Start of TEXT PASSAGE
- Nickname: Ramanatheesuram
- Anniyur Location in Tamil Nadu, India Anniyur Anniyur (India)
- Coordinates: 12°02′51″N 79°36′59″E﻿ / ﻿12.04750°N 79.61639°E
- Country: India
- State: Tamil Nadu
- District: Viluppuram
- Named after: Temple

Government
- • Type: Village Panchayat
- • Body: Village Panchayat

Population (2000)
- • Total: 1,500

Languages
- • Official: Tamil
- Time zone: UTC+5:30 (IST)
End of TEXT PASSAGE
Start of PROVIDED DATA
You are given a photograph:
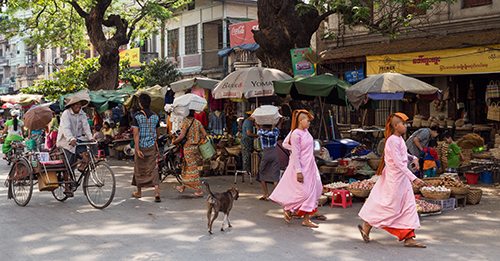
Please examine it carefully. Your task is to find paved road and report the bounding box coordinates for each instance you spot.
[0,157,500,261]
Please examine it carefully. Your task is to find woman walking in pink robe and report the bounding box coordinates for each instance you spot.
[269,110,322,228]
[358,113,425,248]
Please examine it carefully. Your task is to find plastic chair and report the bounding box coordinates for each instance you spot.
[97,150,106,158]
[331,189,352,209]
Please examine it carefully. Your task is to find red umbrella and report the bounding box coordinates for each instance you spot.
[23,106,52,130]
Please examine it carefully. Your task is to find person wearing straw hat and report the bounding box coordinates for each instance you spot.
[358,113,426,248]
[56,94,94,197]
[269,110,323,228]
[241,110,259,173]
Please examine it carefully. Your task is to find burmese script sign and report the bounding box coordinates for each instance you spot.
[366,45,500,75]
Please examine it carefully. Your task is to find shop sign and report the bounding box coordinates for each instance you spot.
[366,45,500,75]
[120,48,141,67]
[229,20,259,47]
[345,70,365,82]
[290,47,315,77]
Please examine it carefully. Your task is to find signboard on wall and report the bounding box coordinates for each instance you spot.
[366,45,500,75]
[120,48,141,67]
[290,47,315,77]
[229,20,259,47]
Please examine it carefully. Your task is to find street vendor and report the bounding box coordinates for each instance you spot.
[406,125,439,157]
[358,113,426,248]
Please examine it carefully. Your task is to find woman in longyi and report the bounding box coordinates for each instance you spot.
[358,113,426,248]
[269,110,323,228]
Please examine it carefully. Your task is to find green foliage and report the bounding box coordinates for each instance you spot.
[141,58,182,86]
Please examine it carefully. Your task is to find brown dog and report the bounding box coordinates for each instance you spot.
[203,181,239,234]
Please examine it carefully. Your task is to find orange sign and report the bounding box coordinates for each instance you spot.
[120,48,141,67]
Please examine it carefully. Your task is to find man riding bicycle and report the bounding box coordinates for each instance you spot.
[57,94,94,197]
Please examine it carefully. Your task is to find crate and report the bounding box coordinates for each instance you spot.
[420,197,455,211]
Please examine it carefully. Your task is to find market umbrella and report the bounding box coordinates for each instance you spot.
[165,93,207,117]
[170,77,220,92]
[212,67,292,99]
[23,106,52,130]
[346,73,440,109]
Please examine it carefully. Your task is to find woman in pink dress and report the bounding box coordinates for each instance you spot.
[269,110,322,228]
[358,113,425,248]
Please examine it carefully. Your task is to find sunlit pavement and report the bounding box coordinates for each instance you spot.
[0,156,500,261]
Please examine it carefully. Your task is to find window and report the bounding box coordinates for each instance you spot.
[184,24,198,55]
[167,29,179,57]
[462,0,492,8]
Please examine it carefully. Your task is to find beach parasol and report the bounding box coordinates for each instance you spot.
[23,106,52,130]
[345,73,440,109]
[212,67,292,99]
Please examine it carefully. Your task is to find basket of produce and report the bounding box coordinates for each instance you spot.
[467,188,483,205]
[368,158,382,170]
[420,186,451,199]
[423,178,443,187]
[318,195,328,206]
[347,180,375,198]
[415,199,443,215]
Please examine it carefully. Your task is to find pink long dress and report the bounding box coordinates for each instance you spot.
[358,135,420,229]
[269,129,323,213]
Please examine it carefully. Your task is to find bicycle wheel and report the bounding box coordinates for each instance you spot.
[9,159,33,207]
[52,172,68,202]
[83,162,116,209]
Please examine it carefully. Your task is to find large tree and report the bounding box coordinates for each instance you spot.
[254,0,457,75]
[0,0,188,90]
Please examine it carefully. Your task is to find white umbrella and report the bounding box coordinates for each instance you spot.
[170,78,220,92]
[165,93,207,117]
[212,67,292,99]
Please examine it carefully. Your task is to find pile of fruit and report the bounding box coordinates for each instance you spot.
[420,186,451,193]
[415,199,442,213]
[324,181,349,189]
[347,180,375,189]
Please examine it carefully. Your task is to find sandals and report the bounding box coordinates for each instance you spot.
[358,225,370,243]
[283,209,292,223]
[302,221,319,228]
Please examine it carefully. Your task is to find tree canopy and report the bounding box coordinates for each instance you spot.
[253,0,457,75]
[0,0,192,89]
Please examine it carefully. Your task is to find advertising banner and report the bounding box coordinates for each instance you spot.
[229,20,259,47]
[366,45,500,75]
[290,47,315,77]
[120,48,141,67]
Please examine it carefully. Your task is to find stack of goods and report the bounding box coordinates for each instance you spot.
[420,186,451,199]
[415,199,443,215]
[441,174,470,195]
[347,180,375,198]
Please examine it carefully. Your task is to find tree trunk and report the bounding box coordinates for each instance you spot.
[253,0,321,76]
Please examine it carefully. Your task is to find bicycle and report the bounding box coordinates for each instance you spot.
[6,142,116,209]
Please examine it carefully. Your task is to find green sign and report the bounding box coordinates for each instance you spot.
[290,47,315,77]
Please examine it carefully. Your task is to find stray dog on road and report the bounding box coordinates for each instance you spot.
[203,181,239,234]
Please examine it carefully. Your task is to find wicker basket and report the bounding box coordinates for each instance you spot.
[467,188,483,205]
[347,188,372,198]
[423,178,443,187]
[446,186,469,195]
[368,158,382,170]
[420,190,451,199]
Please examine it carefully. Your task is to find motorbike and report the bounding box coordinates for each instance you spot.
[5,140,24,165]
[156,134,182,184]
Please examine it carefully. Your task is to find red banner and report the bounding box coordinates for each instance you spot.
[229,20,259,47]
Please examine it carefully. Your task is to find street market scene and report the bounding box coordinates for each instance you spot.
[0,0,500,260]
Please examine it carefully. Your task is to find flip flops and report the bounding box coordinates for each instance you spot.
[358,225,370,243]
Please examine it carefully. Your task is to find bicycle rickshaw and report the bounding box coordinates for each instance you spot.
[5,142,116,209]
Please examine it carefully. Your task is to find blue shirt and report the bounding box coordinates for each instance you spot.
[257,128,280,150]
[241,119,253,139]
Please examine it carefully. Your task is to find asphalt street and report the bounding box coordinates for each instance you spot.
[0,157,500,261]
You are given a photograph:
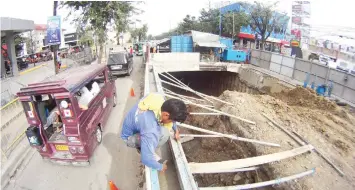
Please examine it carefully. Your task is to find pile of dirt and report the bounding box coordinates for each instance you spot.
[182,88,355,189]
[273,86,337,111]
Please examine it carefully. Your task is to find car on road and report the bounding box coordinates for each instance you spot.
[17,64,117,165]
[336,59,350,72]
[107,50,133,76]
[319,55,331,65]
[16,56,28,70]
End of PROVIDED DATA
ACTION ITEM A: Reproduce the Anniyur entry, everything from "- Coordinates: 12°02′51″N" down to "Population (2000)".
ACTION ITEM B: According to the Anniyur entry, in which district is the village located?
ACTION ITEM C: Carry on the Anniyur entry from the point where it stops.
None of the data is needed.

ANSWER SPACE A:
- Coordinates: 12°02′51″N 79°36′59″E﻿ / ﻿12.04750°N 79.61639°E
- Country: India
- State: Tamil Nadu
- District: Viluppuram
- Named after: Temple

Government
- • Type: Village Panchayat
- • Body: Village Panchayat

Population (2000)

ANSWER SPACE B: Viluppuram

ANSWER SPACE C:
- PIN: 605202
- Vehicle registration: TN-32
- Nearest city: Villupuram
- Lok Sabha constituency: Villupuram
- Civic agency: Village Panchayat

= Anniyur, Viluppuram =

Anniyur is a village located in the District of Viluppuram in the southern state of Tamil Nadu under the Union of India. It lies 25 kilometres from Gingee, Vilupuram

==Early history==
Early of history of Anniyur remains unclear, but the rock scripts of the two oldest temples shows this village's status in the 12th century. Anniyur was one of the part of Thondai Naadu which was ruled by cholas and later by pallavas. The two temples are important landmarks of Anniyur. The Vishnu temple was built by the minister of Krishna Devaraya named as Bethanna and the Shiva temple was built by the pallavas. The rock pillar which was laid before the Vishnu temple is 30 feet high, and it was made from a single rock.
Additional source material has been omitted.